_Action item a:_ Count the lines in the entries that contain the string "positive", treating uppercase and lowercase as different. Give only that number.

_Exercise text:_
^^^^
In half my games it will be Escalation- so the squad is 10xman, so generally I will not sit still and never fire the MM/ML. It is a just in case, if I could I'd take a Heavy Bolter at 5pts but in the DA Codex it costs the same as a MM or a ML (god knows why) so I might as well take one of them.



> Rhino's: why? rhino rush is dead and gone, yes they can be used affectively to deliver certain units into position given the right army composition and terrain, and yes DA pay more like what you should for a coffin with tracks. But still how fo they help the army?


Target saturation- I already have 2 predators, 2 Razorbacks. For the past few months I've been using Mech Sisters with 4 Rhinos- so I guess I like Mechanised armies. I know and have been most vocal about the nerfing of transports- how redundant they are with Infiltrate and Deep Strike so cheap, freely available and guaranteed to be in mission.

The DA don't have access to Infiltrating Tacticals, etc and the Rhino's are dirt cheap.
As I stated on my list- I tried to throw out the old favourites and take advantage of any bonuses I could find that DA get over SM's. Cheaper Rhino's and Razorbacks are one of the few things I can find.

Thanks again for the advice.


----------



## Stella Cadente (Dec 25, 2006)

Jeridian said:


> > In all I find the new codex very good and competetive, and anyone who says it ain't most likely has no experience with it, or uses it wrong
> 
> 
> :roll:
> ...


Yes cus I only ever fight on open ground and my entire battleplan relies solely on 1 squad :lol: :lol: :lol: yeah right, considering the devvies are the ONLY unit in my army (apart from snipers) that stand still, therefore I do not quite understand your point at all.


----------



## LongBeard (Dec 22, 2006)

> Yes cus I only ever fight on open ground and my entire battleplan relies solely on 1 squad yeah right, considering the devvies are the ONLY unit in my army (apart from snipers) that stand still, therefore I do not quite understand your point at all.
^^^^
_Stored data:_
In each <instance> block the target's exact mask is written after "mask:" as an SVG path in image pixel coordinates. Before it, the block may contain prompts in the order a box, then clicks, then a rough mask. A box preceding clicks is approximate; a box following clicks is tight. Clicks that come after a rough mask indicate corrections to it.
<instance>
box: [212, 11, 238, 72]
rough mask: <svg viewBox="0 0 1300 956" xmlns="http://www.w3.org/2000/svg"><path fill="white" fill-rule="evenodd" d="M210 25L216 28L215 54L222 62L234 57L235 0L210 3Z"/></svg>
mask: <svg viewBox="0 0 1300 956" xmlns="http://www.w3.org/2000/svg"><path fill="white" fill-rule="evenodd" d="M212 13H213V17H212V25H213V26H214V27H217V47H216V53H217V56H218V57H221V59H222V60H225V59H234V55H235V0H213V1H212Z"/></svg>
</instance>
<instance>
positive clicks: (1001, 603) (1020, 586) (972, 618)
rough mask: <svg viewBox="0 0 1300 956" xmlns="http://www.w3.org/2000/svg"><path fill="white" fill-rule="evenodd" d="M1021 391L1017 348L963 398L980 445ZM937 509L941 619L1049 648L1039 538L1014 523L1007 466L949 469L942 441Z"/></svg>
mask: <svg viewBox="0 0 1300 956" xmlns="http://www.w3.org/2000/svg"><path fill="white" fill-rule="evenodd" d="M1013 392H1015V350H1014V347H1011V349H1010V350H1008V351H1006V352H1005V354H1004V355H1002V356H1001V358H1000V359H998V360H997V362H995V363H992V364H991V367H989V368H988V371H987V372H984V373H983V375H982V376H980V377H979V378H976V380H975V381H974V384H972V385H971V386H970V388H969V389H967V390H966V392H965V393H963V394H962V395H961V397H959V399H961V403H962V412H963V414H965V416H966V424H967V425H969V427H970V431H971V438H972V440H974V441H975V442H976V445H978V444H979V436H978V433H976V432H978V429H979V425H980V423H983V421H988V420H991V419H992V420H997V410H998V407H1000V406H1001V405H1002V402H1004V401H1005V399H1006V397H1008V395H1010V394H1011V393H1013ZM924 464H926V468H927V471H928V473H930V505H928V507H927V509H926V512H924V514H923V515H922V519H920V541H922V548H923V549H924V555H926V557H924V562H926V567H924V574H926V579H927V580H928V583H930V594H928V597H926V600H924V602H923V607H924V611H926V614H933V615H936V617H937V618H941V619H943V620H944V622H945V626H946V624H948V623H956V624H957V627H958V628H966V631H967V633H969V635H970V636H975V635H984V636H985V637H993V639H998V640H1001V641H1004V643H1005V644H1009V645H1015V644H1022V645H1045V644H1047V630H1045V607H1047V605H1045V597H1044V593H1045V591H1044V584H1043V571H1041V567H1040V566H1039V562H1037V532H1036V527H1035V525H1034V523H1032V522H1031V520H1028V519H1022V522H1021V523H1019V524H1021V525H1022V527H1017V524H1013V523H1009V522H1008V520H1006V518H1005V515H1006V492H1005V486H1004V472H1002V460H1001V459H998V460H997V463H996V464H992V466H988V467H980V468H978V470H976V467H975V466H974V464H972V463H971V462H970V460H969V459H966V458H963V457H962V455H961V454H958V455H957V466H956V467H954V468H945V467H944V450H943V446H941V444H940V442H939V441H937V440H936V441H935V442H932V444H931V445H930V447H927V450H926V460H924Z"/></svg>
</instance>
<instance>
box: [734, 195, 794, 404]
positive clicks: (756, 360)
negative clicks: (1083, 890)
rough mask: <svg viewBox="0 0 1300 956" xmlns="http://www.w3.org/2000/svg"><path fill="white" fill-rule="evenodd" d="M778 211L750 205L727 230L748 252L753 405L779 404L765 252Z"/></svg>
^^^^
_Action item b:_ Copy the whole forum thread above, character for character.

_Result a:_ 2

_Result b:_
In half my games it will be Escalation- so the squad is 10xman, so generally I will not sit still and never fire the MM/ML. It is a just in case, if I could I'd take a Heavy Bolter at 5pts but in the DA Codex it costs the same as a MM or a ML (god knows why) so I might as well take one of them.



> Rhino's: why? rhino rush is dead and gone, yes they can be used affectively to deliver certain units into position given the right army composition and terrain, and yes DA pay more like what you should for a coffin with tracks. But still how fo they help the army?


Target saturation- I already have 2 predators, 2 Razorbacks. For the past few months I've been using Mech Sisters with 4 Rhinos- so I guess I like Mechanised armies. I know and have been most vocal about the nerfing of transports- how redundant they are with Infiltrate and Deep Strike so cheap, freely available and guaranteed to be in mission.

The DA don't have access to Infiltrating Tacticals, etc and the Rhino's are dirt cheap.
As I stated on my list- I tried to throw out the old favourites and take advantage of any bonuses I could find that DA get over SM's. Cheaper Rhino's and Razorbacks are one of the few things I can find.

Thanks again for the advice.


----------



## Stella Cadente (Dec 25, 2006)

Jeridian said:


> > In all I find the new codex very good and competetive, and anyone who says it ain't most likely has no experience with it, or uses it wrong
> 
> 
> :roll:
> ...


Yes cus I only ever fight on open ground and my entire battleplan relies solely on 1 squad :lol: :lol: :lol: yeah right, considering the devvies are the ONLY unit in my army (apart from snipers) that stand still, therefore I do not quite understand your point at all.


----------



## LongBeard (Dec 22, 2006)

> Yes cus I only ever fight on open ground and my entire battleplan relies solely on 1 squad yeah right, considering the devvies are the ONLY unit in my army (apart from snipers) that stand still, therefore I do not quite understand your point at all.